[Object position labeling entries]

^^^^

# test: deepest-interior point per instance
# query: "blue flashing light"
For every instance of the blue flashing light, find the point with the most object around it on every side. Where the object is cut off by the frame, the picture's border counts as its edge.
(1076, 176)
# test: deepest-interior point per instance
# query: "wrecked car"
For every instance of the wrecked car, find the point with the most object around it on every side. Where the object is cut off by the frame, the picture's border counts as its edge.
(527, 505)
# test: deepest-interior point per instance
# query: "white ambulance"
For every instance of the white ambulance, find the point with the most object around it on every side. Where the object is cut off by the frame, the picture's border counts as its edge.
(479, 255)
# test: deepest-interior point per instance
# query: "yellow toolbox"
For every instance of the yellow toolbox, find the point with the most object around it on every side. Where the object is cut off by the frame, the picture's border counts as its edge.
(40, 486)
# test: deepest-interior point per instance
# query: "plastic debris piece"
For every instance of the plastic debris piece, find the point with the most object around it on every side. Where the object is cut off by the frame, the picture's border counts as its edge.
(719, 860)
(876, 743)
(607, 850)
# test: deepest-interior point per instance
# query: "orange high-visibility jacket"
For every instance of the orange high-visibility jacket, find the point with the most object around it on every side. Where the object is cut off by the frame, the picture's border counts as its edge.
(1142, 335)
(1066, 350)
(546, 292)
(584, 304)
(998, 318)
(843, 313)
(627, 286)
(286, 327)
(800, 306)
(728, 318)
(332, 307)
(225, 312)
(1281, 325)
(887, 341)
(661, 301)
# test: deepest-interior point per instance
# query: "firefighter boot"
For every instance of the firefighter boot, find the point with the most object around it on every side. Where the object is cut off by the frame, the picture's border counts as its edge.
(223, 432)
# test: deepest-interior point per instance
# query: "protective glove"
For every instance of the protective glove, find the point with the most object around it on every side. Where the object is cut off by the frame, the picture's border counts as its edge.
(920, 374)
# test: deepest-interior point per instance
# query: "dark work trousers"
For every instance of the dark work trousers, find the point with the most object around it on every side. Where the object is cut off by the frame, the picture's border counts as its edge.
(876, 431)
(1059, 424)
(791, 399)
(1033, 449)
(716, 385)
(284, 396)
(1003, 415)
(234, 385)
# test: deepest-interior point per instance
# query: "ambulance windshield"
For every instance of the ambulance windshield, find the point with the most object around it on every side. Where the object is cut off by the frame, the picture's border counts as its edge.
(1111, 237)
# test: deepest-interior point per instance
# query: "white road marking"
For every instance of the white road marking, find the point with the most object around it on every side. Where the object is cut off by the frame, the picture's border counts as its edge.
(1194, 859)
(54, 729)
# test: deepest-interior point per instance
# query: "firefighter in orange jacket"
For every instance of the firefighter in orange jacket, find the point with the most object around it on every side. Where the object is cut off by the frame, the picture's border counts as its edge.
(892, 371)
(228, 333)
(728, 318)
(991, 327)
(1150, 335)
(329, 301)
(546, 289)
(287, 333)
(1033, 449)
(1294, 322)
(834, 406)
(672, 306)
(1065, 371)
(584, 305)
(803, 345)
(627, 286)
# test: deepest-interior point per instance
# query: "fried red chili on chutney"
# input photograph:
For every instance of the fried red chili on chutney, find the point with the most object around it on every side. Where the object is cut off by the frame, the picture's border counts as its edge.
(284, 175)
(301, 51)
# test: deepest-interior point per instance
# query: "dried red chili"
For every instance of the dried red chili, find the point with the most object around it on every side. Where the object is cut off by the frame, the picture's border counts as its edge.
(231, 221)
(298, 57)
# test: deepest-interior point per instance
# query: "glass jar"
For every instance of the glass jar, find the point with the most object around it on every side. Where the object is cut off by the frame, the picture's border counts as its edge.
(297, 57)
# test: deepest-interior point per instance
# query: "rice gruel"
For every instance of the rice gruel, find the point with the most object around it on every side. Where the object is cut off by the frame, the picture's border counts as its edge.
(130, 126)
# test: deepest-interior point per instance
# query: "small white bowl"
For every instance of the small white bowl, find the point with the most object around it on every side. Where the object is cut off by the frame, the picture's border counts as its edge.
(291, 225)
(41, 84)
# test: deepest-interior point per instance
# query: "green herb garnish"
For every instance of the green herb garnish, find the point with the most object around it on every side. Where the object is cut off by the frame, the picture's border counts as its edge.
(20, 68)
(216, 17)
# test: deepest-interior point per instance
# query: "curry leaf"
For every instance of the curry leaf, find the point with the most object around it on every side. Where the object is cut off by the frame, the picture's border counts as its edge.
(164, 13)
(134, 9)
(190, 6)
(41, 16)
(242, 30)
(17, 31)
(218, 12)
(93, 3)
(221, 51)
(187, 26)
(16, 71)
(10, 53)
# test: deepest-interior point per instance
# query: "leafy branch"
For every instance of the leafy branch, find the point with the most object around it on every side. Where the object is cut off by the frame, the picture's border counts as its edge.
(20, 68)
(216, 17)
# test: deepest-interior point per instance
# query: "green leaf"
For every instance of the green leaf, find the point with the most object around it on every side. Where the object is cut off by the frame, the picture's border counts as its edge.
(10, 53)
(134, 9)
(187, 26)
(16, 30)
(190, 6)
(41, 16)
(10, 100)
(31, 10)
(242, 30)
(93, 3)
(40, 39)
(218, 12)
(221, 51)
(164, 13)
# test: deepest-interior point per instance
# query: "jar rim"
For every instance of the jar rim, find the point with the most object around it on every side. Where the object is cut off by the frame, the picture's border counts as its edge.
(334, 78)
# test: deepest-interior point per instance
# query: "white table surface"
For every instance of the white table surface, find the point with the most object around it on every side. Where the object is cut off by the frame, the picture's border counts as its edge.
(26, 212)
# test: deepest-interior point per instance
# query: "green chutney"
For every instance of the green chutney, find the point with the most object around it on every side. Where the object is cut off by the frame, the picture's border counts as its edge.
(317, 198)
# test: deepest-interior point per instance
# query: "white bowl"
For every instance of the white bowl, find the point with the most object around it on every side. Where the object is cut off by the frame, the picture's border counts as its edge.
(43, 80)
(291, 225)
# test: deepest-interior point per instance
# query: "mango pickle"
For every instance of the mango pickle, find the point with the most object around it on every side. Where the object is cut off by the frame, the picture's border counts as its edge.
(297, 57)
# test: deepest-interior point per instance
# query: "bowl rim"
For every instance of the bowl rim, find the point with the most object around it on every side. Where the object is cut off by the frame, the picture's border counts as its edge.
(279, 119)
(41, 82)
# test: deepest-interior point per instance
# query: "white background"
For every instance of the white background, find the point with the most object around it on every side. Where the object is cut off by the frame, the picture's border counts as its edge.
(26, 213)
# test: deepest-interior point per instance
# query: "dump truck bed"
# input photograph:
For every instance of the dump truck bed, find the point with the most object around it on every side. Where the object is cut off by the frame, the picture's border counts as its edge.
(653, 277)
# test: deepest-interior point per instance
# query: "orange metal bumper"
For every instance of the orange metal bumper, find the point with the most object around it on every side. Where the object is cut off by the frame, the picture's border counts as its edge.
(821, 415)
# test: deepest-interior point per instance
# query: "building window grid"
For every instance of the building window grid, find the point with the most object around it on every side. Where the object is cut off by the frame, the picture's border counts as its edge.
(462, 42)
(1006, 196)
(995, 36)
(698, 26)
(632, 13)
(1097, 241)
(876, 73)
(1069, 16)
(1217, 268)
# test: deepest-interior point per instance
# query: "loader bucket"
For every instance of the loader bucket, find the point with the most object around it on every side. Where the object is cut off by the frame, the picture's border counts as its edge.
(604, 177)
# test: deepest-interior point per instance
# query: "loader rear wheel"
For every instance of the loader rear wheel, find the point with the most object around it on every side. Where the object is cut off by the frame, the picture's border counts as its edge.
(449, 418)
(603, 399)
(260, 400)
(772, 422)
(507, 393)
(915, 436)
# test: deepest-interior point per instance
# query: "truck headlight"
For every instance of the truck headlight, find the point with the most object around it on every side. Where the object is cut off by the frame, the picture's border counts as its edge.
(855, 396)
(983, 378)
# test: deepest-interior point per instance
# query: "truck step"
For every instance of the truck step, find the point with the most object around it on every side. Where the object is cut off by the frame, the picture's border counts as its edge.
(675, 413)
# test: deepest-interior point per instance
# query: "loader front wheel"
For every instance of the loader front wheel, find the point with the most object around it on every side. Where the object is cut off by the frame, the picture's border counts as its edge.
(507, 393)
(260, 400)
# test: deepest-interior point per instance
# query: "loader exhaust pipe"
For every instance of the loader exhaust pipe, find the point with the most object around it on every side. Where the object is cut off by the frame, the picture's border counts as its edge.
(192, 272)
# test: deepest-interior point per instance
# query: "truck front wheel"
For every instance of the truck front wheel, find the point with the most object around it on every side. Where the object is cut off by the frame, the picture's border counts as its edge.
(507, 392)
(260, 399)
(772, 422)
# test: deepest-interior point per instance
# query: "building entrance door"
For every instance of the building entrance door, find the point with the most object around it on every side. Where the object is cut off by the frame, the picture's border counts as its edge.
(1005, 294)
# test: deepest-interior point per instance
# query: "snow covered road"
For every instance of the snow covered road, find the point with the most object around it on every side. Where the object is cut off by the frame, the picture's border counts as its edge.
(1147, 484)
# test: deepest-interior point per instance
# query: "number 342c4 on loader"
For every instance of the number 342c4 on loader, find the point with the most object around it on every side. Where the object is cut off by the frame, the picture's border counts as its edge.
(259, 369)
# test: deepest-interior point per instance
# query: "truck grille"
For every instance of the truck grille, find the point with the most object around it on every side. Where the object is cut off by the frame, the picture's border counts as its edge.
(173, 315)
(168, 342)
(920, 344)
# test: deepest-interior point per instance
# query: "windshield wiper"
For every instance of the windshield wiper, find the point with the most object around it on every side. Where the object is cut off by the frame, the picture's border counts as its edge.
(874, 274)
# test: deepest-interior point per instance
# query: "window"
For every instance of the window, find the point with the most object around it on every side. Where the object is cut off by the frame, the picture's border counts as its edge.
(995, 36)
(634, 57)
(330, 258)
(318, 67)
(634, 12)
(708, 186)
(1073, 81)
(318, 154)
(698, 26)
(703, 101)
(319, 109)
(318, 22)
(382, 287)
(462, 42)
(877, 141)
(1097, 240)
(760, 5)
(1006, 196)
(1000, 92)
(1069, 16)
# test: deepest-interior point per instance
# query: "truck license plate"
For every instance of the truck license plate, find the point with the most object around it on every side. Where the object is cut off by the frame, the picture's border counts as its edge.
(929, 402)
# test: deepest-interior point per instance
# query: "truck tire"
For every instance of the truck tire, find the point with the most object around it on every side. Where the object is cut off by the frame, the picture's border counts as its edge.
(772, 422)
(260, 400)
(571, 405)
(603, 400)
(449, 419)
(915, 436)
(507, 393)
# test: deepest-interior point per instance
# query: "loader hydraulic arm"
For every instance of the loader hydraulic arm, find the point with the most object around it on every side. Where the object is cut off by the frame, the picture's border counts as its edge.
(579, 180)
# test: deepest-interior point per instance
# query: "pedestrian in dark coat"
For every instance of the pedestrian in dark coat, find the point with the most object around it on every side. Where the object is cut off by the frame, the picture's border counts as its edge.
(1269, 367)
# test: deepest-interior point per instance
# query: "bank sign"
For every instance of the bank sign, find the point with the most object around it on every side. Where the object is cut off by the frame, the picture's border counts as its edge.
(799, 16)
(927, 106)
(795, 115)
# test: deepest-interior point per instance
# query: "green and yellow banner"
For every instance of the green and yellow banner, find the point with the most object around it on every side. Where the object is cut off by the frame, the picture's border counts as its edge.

^^^^

Given task
Which of the lines above contain the string "bumper", with case counting? Filter those out and copy each one in full.

Correct answer
# query: "orange metal bumper"
For every instance of the orange metal bumper, find the point with the most object around it on every side. Where the object is cut off by the frame, the picture's border counts as its edge.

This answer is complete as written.